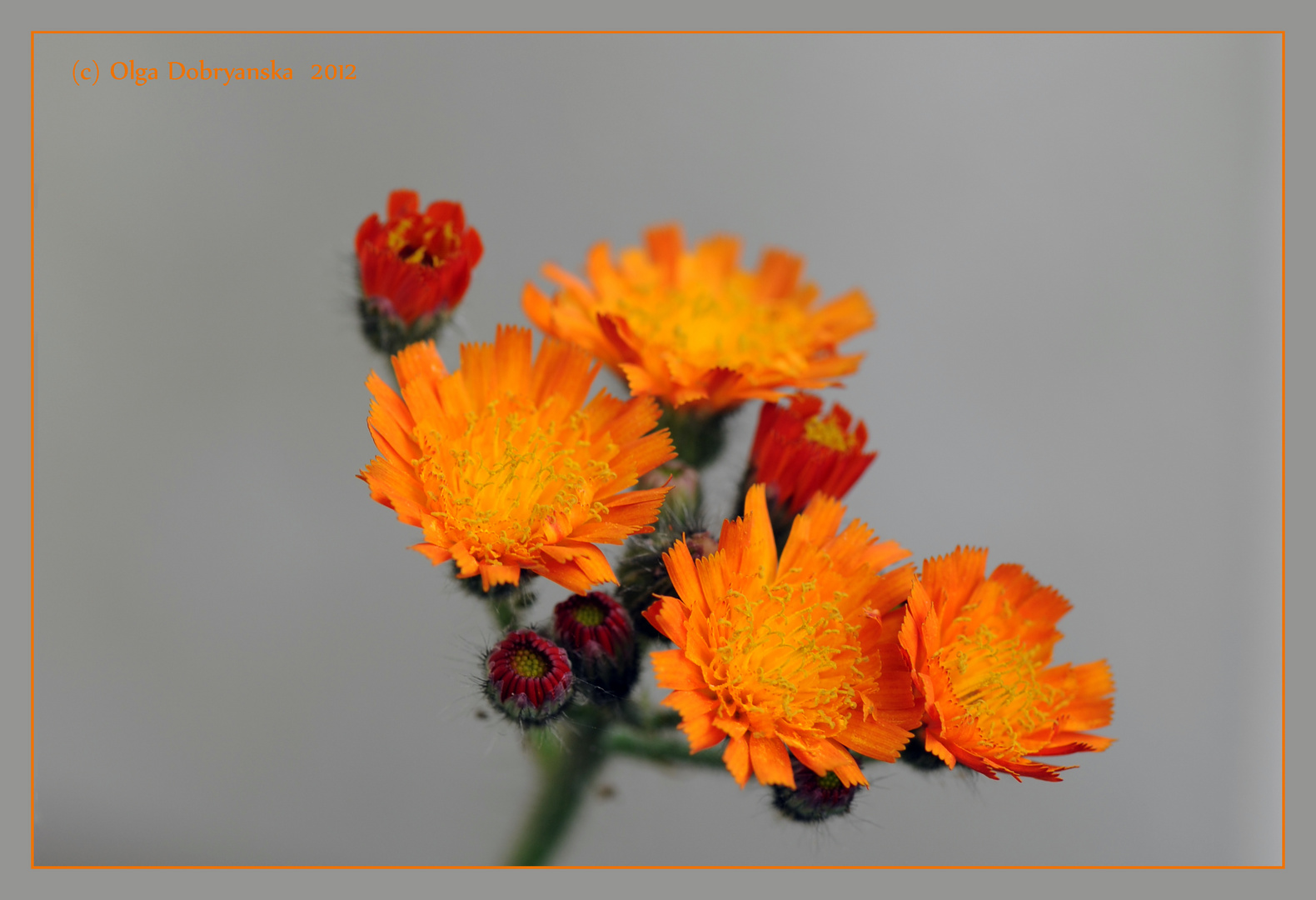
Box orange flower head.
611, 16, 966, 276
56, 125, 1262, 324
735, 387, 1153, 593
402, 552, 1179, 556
645, 484, 920, 788
359, 325, 672, 593
750, 393, 878, 516
356, 191, 484, 352
522, 225, 874, 414
885, 548, 1114, 782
========================
### SHORT TASK
Extract each line of text from the entries above, reproducing it character for character. Omit the pictures.

### EXPECTED ANSWER
Box orange flower head.
611, 16, 966, 276
56, 125, 1262, 324
735, 387, 1153, 593
402, 552, 1179, 556
645, 484, 920, 788
359, 325, 672, 593
750, 393, 878, 516
356, 191, 484, 352
522, 225, 874, 414
885, 548, 1114, 782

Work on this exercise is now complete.